■ **STATED PROBLEM**:
Give the data a second time, exactly and in full.

■ ■ ■ ■

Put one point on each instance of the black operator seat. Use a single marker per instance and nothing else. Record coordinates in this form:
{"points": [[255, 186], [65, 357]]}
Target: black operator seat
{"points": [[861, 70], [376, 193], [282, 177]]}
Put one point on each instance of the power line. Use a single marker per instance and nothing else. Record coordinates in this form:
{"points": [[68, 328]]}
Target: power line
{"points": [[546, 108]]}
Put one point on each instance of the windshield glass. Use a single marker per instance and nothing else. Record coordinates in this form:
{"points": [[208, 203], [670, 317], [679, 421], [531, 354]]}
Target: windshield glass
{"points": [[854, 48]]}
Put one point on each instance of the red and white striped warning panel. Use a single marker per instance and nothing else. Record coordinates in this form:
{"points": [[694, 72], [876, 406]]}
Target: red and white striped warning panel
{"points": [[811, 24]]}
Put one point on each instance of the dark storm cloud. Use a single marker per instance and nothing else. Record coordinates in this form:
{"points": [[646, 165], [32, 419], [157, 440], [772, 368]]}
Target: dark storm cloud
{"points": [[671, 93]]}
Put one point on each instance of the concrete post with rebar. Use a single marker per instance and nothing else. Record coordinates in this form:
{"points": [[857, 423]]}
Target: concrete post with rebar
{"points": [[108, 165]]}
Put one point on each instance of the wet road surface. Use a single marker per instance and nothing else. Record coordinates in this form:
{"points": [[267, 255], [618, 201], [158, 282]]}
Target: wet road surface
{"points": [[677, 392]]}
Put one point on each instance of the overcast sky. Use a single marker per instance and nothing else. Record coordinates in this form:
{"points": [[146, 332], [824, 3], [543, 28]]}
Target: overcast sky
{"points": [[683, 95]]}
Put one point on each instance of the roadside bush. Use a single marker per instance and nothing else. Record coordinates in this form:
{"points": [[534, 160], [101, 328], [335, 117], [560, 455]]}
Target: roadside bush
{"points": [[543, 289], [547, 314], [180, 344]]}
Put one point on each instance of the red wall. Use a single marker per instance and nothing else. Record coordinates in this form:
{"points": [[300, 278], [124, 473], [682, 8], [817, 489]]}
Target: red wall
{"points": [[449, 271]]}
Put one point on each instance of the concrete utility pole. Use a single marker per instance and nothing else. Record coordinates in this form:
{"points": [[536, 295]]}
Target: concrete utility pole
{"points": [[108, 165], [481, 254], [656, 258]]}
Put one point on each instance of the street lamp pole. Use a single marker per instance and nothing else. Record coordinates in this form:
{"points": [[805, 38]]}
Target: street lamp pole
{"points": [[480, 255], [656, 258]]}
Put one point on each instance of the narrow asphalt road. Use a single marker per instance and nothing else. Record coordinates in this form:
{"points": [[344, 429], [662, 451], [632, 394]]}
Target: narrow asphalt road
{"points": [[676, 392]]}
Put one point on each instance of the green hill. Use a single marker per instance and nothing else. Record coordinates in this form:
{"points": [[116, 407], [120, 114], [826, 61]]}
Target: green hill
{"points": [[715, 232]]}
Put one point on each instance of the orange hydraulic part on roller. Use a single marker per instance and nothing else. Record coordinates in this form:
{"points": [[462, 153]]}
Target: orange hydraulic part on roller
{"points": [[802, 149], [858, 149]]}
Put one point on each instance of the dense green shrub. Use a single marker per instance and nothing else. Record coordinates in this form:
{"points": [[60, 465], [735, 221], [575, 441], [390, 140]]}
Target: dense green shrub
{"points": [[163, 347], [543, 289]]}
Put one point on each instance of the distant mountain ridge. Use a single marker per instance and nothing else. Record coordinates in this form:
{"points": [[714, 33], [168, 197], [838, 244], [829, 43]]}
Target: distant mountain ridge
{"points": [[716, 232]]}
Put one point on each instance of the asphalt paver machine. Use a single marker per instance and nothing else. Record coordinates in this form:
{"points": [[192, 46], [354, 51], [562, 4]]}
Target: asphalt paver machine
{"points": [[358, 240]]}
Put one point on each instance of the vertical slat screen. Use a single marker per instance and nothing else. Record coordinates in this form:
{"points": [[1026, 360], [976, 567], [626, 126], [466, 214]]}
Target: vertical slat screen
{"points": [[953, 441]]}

■ ■ ■ ■

■ **PROBLEM SOLUTION**:
Put one point on each instance of the black operator seat. Use a single marker per instance and nothing else. Record coordinates in this form:
{"points": [[255, 186], [65, 357]]}
Target: black operator seat
{"points": [[861, 70], [376, 193], [282, 177]]}
Put one point on each instance of the power line. Use a single marker per instance and nothing else. Record coordinates in this form:
{"points": [[68, 328]]}
Target: power line
{"points": [[546, 108]]}
Put one point on each instance of the windshield glass. Use a single marker per instance and nothing else. Record coordinates in this form:
{"points": [[208, 203], [670, 317], [679, 421], [531, 354]]}
Target: windshield glass
{"points": [[854, 48]]}
Put one point on each instance of the red and white striped warning panel. Use a single marker per instance and nothing else. Record coordinates in this form:
{"points": [[694, 72], [876, 406]]}
Target: red and white striped warning panel
{"points": [[811, 24]]}
Put one point on each instance of the dark storm cloud. Use a single marker per instance and nothing else. Record coordinates in this form:
{"points": [[646, 165], [32, 419], [157, 440], [772, 368]]}
Target: dark storm cloud
{"points": [[671, 93]]}
Put one point on each instance of the concrete post with rebar. Use a single marker per instance and nothing else. Record coordinates in this form:
{"points": [[857, 423]]}
Target: concrete post with rebar
{"points": [[108, 165]]}
Put one point on each instance of the wet road surface. Use a single marker per instance and nothing else. Record coordinates in this form:
{"points": [[267, 255], [618, 201], [158, 282]]}
Target: wet road surface
{"points": [[677, 392]]}
Put one point on each instance of the overcast sky. Use a single marker per instance and nothing else. Record coordinates in this form:
{"points": [[146, 332], [824, 3], [543, 28]]}
Target: overcast sky
{"points": [[683, 95]]}
Put one point on each instance of the roadside bush. Use a single marker per instance and nothing else. Record coordinates in this form:
{"points": [[534, 160], [101, 328], [335, 117], [560, 455]]}
Target: roadside bush
{"points": [[543, 289], [547, 314], [180, 344]]}
Put one point on each instance of the red wall. Use a single marker per instance and nothing else. Record coordinates in this form:
{"points": [[300, 278], [124, 473], [682, 8], [817, 489]]}
Target: red wall
{"points": [[449, 271]]}
Put one point on each instance of the concrete utility pole. Use a single marker per instance and nothing else. Record coordinates in this form:
{"points": [[536, 295]]}
Target: concrete utility pole
{"points": [[108, 165], [481, 254], [656, 258]]}
Put one point on each instance of the street lamp pole. Use a single marker per instance and nothing else. Record coordinates in this form:
{"points": [[805, 38]]}
Target: street lamp pole
{"points": [[480, 255], [656, 258]]}
Put one point on each instance of the narrow asphalt road. Use a single marker per instance and nothing else. Record coordinates in this form:
{"points": [[344, 429], [662, 451], [632, 394]]}
Target: narrow asphalt road
{"points": [[676, 392]]}
Put one point on each instance of the green hill. Use a single marker per instance and nothing else. Record coordinates in this form:
{"points": [[116, 407], [120, 114], [826, 61]]}
Target: green hill
{"points": [[715, 232]]}
Put one point on each instance of the orange hydraulic part on roller. Use a single marker per instance and nothing else. Record coordinates in this form:
{"points": [[462, 153]]}
Target: orange hydraulic part on roller
{"points": [[802, 149], [858, 149]]}
Put one point on each instance of the dense green shrub. Use a single marker per instance and nothing else. Record coordinates in this form:
{"points": [[60, 465], [735, 221], [575, 441], [390, 140]]}
Target: dense green shrub
{"points": [[163, 347], [543, 289]]}
Put one point on each instance of the distant mountain ridge. Use a single marker per instance and nothing else. Record coordinates in this form:
{"points": [[714, 33], [168, 197], [838, 244], [829, 43]]}
Target: distant mountain ridge
{"points": [[716, 232]]}
Put one point on each instance of the asphalt paver machine. Use a single marker per instance and nothing else. Record coordinates in this form:
{"points": [[192, 46], [354, 51], [562, 4]]}
Target: asphalt paver machine
{"points": [[358, 240]]}
Put one point on each instance of the vertical slat screen. Use a single marker per instance and nothing else. Record coordinates in this form:
{"points": [[1026, 360], [976, 567], [626, 126], [466, 214]]}
Target: vertical slat screen
{"points": [[953, 441]]}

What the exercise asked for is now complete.